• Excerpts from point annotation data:
--- Begin ---

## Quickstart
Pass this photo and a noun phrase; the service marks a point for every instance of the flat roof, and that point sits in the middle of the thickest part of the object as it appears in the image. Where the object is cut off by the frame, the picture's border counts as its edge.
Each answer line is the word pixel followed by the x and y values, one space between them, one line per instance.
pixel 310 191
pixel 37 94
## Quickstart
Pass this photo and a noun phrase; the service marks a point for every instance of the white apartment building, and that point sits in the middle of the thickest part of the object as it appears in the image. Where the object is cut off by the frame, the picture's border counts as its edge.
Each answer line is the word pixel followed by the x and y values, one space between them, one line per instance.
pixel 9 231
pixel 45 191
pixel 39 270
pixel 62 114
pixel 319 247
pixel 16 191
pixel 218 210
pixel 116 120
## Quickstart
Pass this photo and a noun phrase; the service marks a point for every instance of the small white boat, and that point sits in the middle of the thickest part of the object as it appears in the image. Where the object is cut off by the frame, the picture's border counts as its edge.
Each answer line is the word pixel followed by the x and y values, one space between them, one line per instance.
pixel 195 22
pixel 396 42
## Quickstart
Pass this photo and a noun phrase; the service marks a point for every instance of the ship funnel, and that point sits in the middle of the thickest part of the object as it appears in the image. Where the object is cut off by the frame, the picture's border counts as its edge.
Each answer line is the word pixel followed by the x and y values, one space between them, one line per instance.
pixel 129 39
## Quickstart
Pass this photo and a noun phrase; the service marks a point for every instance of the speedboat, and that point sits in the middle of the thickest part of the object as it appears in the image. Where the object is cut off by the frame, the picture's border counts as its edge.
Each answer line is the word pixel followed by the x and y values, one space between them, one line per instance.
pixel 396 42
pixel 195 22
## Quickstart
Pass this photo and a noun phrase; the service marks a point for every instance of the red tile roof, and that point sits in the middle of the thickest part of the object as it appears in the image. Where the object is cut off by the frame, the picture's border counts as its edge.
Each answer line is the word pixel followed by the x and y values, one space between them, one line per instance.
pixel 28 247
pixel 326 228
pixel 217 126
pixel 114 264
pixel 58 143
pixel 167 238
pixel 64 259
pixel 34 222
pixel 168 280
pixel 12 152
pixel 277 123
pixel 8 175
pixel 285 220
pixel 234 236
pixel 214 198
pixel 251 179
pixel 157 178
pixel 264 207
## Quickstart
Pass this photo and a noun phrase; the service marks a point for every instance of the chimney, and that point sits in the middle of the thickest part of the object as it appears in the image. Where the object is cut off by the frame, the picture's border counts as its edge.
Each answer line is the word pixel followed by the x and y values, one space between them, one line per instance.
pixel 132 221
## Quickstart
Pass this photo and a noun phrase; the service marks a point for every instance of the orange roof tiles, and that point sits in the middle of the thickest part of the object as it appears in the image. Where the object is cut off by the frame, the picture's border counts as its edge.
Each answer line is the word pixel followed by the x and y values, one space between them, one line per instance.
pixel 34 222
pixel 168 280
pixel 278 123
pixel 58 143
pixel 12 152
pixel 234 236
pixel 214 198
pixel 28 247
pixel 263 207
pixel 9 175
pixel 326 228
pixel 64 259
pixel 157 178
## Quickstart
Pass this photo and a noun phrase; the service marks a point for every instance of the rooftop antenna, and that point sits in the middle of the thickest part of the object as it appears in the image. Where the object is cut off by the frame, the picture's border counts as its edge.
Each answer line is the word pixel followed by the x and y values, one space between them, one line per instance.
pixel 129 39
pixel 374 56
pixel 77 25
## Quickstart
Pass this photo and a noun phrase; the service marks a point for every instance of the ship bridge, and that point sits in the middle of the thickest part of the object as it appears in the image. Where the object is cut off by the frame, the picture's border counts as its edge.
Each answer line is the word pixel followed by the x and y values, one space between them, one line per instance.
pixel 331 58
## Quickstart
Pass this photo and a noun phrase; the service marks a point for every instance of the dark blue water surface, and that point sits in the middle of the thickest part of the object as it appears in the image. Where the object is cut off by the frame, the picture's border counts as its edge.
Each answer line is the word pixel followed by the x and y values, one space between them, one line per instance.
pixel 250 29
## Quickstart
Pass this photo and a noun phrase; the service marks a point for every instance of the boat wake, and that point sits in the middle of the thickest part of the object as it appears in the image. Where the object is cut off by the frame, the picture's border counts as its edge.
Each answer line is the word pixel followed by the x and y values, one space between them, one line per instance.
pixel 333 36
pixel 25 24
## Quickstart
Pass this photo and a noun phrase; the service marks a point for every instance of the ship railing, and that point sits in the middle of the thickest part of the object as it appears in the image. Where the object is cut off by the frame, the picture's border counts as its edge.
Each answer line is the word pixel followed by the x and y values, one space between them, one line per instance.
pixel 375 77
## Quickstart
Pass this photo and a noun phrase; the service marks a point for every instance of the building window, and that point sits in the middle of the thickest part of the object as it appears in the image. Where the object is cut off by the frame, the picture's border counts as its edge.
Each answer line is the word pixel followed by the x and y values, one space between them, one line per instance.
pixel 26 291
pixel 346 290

--- End ---

• Short problem:
Give the entries from the beginning through the line containing "pixel 37 94", inclusive, as a two-column CSV with the columns text and answer. Use one row per entry and enclose each field in quotation marks, with any line breaks replaced by spaces.

• Response below:
text,answer
"## Quickstart Pass this photo and a noun phrase; the service marks a point for every instance of the flat roof, and that point sits in the middle of the thickest part of the object as it appears in the image. Where the object is cut off by the frame, the picture's border counts as its edge. Each answer line is the word pixel followed by the x and y values, one space between them, one line per instance.","pixel 310 191 pixel 37 94"